--- TEXT SHOWN ---
The registrant's Board of Trustees has determined that the registrant has at
least one audit committee financial expert.
(2) If the registrant provides the disclosure required by paragraph
(a)(1)(i) of this Item, it must disclose the name of the audit committee
financial expert and whether that person is "independent." In order to be
considered "independent" for purposes of this Item, a member of an audit
committee may not, other than in his or her capacity as a member of the audit
committee, the board of trustees, or any other board committee:
(i) Accept directly or indirectly any consulting, advisory, or other
compensatory fee from the issuer; or
(ii) Be an "interested person" of the investment company as defined in
Section 2(a)(19) of the Act (15 U.S.C. 80a-2(a)(19)).
Ms. Marguerite A. Piret, an independent trustee, is such an audit committee
financial expert.
(3) If the registrant provides the disclosure required by paragraph (a)(1)
(ii) of this Item, it must explain why it does not have an audit committee
financial expert.
Not applicable.
ITEM 4. PRINCIPAL ACCOUNTANT FEES AND SERVICES.
(a) Disclose, under the caption AUDIT FEES, the aggregate fees billed for each
of the last two fiscal years for professional services rendered by the principal
accountant for the audit of the registrant's annual financial statements or
services that are normally provided by the accountant in connection with
statutory and regulatory filings or engagements for those fiscal years.
N/A
(b) Disclose, under the caption AUDIT-RELATED FEES, the aggregate fees billed in
each of the last two fiscal years for assurance and related services by the
principal accountant that are reasonably related to the performance of the audit
of the registrant's financial statements and are not reported under
paragraph (a) of this Item. Registrants shall describe the nature of the
services comprising the fees disclosed under this category.
N/A
(c) Disclose, under the caption TAX FEES, the aggregate fees billed in each of
the last two fiscal years for professional services rendered by the principal
accountant for tax compliance, tax advice, and tax planning. Registrants shall
describe the nature of the services comprising the fees disclosed under this
category.
N/A
(d) Disclose, under the caption ALL OTHER FEES, the aggregate fees billed in
each of the last two fiscal years for products and services provided by the
principal accountant, other than the services reported in paragraphs (a) through
(c) of this Item. Registrants shall describe the nature of the services
comprising the fees disclosed under this category.

--- WHAT TO DO ---
1 - Return the passage of the filing excerpt from "(3) If the registrant" to "those fiscal years.".
2 - Swap "large green leaf" for "broad green leaf" in the records from their first line to the line with "<point>454,354</point>", and give only those lines with everything else unchanged.
The filing excerpt and the records bear no relation to each other.

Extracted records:

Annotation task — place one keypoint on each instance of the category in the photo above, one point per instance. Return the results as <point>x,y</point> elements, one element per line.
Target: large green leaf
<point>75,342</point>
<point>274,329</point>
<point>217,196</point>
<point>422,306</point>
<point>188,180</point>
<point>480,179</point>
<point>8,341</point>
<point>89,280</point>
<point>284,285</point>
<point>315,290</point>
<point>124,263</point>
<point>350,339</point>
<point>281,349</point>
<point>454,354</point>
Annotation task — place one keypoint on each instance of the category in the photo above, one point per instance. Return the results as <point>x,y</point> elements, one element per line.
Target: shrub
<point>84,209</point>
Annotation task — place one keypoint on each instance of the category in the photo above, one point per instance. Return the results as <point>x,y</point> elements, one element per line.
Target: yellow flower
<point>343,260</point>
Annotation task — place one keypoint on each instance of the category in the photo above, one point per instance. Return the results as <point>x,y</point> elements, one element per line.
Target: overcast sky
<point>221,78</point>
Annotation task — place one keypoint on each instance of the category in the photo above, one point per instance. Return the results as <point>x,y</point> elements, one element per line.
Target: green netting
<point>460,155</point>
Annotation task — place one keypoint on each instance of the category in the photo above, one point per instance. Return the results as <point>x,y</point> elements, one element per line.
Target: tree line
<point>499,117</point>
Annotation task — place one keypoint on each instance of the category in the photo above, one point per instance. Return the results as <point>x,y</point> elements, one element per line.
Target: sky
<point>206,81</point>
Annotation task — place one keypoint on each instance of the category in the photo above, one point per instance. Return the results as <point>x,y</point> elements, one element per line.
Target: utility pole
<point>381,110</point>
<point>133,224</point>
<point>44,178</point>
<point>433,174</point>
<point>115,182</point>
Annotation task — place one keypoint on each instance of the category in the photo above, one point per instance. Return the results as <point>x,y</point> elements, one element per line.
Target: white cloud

--- RESULTS OF THE TASKS ---
1 -
(3) If the registrant provides the disclosure required by paragraph (a)(1)
(ii) of this Item, it must explain why it does not have an audit committee
financial expert.
Not applicable.
ITEM 4. PRINCIPAL ACCOUNTANT FEES AND SERVICES.
(a) Disclose, under the caption AUDIT FEES, the aggregate fees billed for each
of the last two fiscal years for professional services rendered by the principal
accountant for the audit of the registrant's annual financial statements or
services that are normally provided by the accountant in connection with
statutory and regulatory filings or engagements for those fiscal years.

2 -
Annotation task — place one keypoint on each instance of the category in the photo above, one point per instance. Return the results as <point>x,y</point> elements, one element per line.
Target: broad green leaf
<point>75,342</point>
<point>274,329</point>
<point>217,196</point>
<point>422,306</point>
<point>188,180</point>
<point>480,179</point>
<point>8,341</point>
<point>89,280</point>
<point>284,285</point>
<point>315,290</point>
<point>124,263</point>
<point>350,339</point>
<point>281,349</point>
<point>454,354</point>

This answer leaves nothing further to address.